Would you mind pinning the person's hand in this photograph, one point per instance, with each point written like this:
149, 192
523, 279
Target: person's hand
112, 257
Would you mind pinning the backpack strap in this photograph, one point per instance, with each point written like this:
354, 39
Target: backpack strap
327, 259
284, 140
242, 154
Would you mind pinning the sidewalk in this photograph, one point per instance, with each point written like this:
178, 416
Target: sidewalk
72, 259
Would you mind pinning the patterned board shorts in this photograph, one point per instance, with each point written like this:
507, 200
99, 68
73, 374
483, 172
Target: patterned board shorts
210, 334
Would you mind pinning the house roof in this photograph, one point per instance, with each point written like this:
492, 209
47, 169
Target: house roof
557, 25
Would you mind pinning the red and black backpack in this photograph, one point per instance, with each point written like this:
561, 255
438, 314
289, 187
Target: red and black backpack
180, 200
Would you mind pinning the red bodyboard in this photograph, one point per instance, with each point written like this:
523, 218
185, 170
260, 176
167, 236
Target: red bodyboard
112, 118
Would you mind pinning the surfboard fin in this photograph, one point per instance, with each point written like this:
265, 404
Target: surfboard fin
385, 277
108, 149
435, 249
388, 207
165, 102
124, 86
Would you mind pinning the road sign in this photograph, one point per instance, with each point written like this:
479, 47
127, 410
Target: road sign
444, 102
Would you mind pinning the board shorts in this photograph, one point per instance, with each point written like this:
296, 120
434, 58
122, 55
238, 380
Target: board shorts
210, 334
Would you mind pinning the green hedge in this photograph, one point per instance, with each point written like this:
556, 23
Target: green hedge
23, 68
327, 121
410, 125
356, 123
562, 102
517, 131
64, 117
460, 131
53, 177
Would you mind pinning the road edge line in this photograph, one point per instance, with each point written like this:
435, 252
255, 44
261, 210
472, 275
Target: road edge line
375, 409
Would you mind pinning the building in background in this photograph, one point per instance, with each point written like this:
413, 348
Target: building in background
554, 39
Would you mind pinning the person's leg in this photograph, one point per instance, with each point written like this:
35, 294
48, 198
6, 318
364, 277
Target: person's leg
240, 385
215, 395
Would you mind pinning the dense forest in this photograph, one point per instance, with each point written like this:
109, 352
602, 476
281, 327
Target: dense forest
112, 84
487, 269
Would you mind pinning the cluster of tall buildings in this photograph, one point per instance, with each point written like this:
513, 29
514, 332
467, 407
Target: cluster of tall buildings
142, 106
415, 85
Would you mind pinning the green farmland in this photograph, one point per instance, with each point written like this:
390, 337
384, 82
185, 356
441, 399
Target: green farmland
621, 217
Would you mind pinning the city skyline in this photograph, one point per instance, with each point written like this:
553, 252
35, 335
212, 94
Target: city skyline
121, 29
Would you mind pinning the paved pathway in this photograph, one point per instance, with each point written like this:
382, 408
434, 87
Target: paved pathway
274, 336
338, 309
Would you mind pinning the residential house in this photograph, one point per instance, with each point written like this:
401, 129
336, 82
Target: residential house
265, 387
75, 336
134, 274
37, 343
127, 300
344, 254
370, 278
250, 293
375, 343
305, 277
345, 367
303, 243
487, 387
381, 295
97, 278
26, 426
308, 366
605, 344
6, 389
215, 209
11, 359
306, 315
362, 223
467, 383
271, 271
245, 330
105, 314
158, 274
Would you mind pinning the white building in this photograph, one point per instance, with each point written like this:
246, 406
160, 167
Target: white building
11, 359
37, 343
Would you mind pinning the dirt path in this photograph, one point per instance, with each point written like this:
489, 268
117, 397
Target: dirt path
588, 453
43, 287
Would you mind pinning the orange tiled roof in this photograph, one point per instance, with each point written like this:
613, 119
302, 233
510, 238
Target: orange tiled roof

...

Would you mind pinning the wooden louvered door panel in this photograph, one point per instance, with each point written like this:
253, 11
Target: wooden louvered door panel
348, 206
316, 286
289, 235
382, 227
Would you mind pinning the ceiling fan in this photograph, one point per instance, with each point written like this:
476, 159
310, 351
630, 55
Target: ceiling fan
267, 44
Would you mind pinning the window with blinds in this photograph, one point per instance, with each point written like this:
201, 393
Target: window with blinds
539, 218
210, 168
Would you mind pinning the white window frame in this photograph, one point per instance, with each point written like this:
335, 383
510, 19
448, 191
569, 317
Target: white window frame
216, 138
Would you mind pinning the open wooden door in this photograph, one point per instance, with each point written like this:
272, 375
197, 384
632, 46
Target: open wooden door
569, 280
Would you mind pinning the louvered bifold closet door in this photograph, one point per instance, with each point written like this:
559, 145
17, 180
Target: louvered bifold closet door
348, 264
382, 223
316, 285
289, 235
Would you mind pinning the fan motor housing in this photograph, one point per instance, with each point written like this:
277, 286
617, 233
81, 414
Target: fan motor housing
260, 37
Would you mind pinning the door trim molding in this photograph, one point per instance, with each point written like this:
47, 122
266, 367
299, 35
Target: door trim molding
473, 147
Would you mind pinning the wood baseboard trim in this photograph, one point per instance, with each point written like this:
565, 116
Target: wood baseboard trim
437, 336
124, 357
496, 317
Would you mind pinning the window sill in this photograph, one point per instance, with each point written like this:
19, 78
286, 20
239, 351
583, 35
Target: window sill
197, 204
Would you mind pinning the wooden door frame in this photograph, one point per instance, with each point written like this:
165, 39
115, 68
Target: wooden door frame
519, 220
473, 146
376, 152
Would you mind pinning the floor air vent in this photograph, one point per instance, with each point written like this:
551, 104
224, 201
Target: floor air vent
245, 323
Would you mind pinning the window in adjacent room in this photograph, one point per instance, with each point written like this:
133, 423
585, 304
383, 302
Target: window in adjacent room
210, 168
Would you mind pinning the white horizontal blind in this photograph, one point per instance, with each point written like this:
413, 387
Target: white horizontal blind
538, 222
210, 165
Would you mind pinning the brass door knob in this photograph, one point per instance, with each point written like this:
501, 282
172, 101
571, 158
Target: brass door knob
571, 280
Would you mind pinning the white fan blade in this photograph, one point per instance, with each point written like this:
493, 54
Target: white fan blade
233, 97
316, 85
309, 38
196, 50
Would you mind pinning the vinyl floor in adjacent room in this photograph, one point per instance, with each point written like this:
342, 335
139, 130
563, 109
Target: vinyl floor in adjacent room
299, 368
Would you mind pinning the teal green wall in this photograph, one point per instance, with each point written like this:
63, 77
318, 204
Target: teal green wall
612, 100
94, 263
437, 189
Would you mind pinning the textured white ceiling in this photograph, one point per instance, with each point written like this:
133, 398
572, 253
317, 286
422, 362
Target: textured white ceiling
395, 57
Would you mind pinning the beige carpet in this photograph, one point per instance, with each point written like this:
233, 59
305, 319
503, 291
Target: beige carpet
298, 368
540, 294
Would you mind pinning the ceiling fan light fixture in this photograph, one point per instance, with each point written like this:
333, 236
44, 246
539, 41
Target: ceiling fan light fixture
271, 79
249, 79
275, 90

==

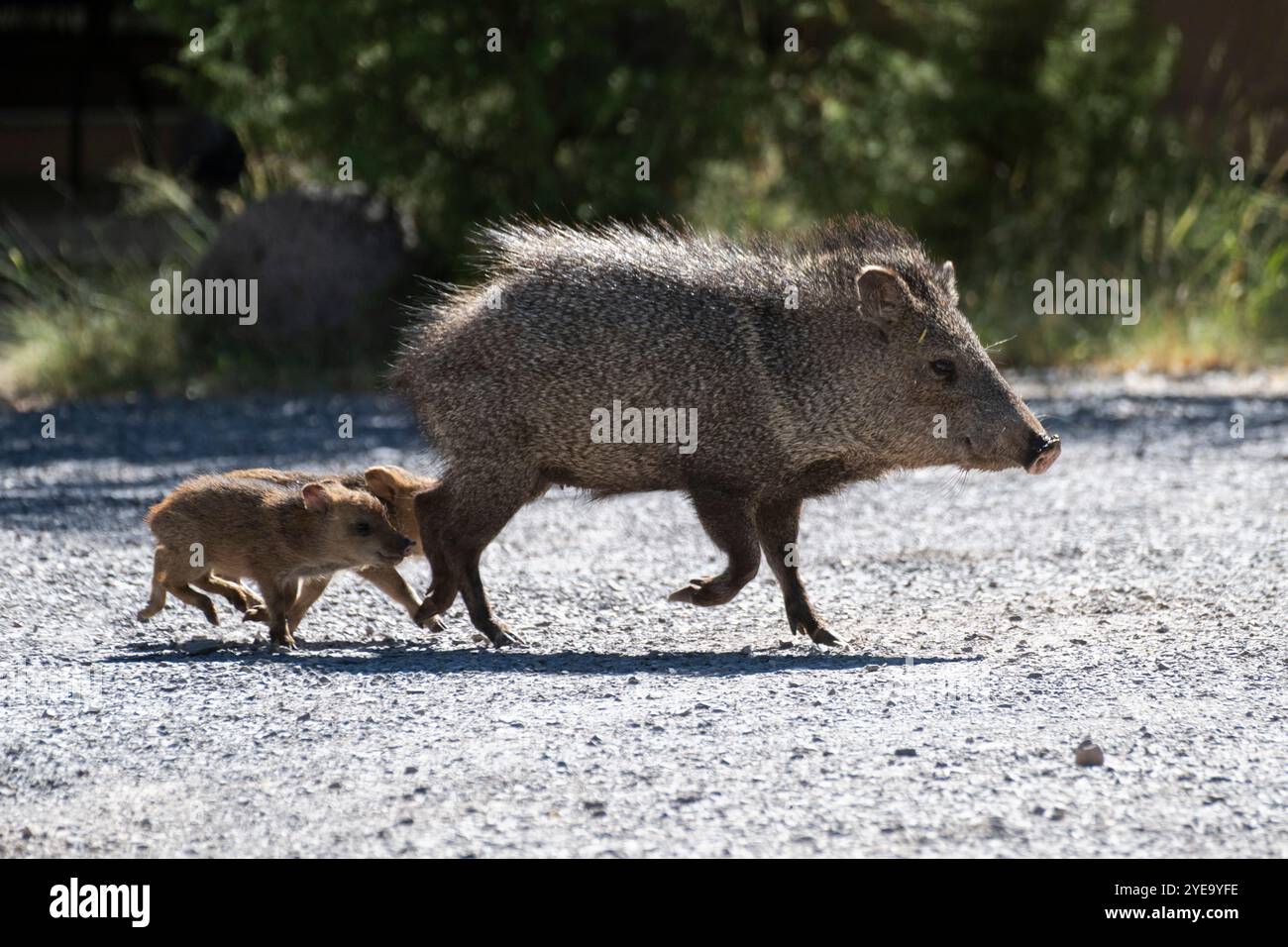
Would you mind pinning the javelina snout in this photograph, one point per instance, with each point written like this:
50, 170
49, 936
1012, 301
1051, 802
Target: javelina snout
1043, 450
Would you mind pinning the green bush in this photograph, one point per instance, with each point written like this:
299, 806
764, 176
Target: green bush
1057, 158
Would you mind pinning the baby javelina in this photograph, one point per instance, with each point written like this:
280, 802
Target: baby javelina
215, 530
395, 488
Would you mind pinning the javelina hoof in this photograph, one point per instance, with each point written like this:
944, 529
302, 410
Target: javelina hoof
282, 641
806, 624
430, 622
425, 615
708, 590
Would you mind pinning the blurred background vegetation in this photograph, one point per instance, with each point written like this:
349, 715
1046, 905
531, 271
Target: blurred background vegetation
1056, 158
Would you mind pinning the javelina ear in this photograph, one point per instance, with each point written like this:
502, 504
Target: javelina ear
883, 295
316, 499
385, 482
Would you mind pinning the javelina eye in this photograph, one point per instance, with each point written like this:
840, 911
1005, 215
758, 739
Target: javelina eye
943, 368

BRIEF: Revise the records starting at the line containing "Would you mind pinning the dirt" and ending at the line containing "Target: orange tiled roof", substituting "gravel path" for "dirt path" and changing nothing else. Return only those lines.

WRITTEN SOLUTION:
Would you mind pinning the gravel path in this photograph, one point per instance, with each point written like this:
489, 268
117, 397
Target: gravel path
588, 453
43, 287
Would you mind pinning the orange tiled roof in this photograph, one point per instance, with each point written like this:
613, 119
302, 233
510, 238
Target: orange tiled roof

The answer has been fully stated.